Sir Geoffrey Cust Faber (23 August 1889, Great Malvern – 31 March 1961) was a British academic, publisher, and poet. He was a nephew of the noted Catholic convert and hymn writer, Father Frederick William Faber, C.O., founder of the Brompton Oratory.

Life
Faber was educated at Rugby School and Christ Church, Oxford. He gained a first in Classical Moderations in 1910 and a first in Literae Humaniores ('Greats') in 1912. In 1913 he joined the Oxford University Press.

A fellow of All Souls College, Oxford, he was the founding editor of Faber and Gwyer (shortly afterwards Faber and Faber), one of the most celebrated of literary publishing houses.

He was knighted in the 1954 New Years Honours List.

Works
 Interflow, Poems Mainly Lyrical (1915)
 In the Valley of Vision: Poems Written in Time of War (1918)
 Elnovia, An Entertainment for Novel Readers (1925)

(DATA EXTRACT)
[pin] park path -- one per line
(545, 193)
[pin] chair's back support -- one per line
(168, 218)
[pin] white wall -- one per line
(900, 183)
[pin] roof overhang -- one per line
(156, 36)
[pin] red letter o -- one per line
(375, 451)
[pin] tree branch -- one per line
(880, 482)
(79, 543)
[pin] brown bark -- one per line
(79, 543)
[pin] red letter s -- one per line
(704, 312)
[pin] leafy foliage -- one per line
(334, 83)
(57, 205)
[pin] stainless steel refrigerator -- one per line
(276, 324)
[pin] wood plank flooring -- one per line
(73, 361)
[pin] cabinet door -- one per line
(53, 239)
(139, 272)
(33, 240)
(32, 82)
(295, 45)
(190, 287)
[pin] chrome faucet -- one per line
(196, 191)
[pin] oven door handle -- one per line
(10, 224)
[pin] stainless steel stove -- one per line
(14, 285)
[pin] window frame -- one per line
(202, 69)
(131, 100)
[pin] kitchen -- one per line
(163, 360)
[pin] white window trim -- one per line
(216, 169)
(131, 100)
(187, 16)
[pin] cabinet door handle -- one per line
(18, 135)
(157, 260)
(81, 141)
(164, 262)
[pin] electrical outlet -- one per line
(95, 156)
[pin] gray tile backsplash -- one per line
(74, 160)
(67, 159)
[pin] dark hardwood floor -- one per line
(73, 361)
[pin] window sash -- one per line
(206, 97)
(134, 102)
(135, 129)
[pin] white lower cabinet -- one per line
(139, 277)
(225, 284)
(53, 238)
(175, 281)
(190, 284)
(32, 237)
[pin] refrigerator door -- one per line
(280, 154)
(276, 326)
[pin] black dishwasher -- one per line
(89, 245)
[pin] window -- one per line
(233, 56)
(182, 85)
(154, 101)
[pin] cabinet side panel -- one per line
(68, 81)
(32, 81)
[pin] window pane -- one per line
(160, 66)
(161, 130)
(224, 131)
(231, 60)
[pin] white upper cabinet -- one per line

(TASK DESCRIPTION)
In the biography of Geoffrey Faber above, which year did he join the Oxford University Press?

(ANSWER TO THE TASK)
1913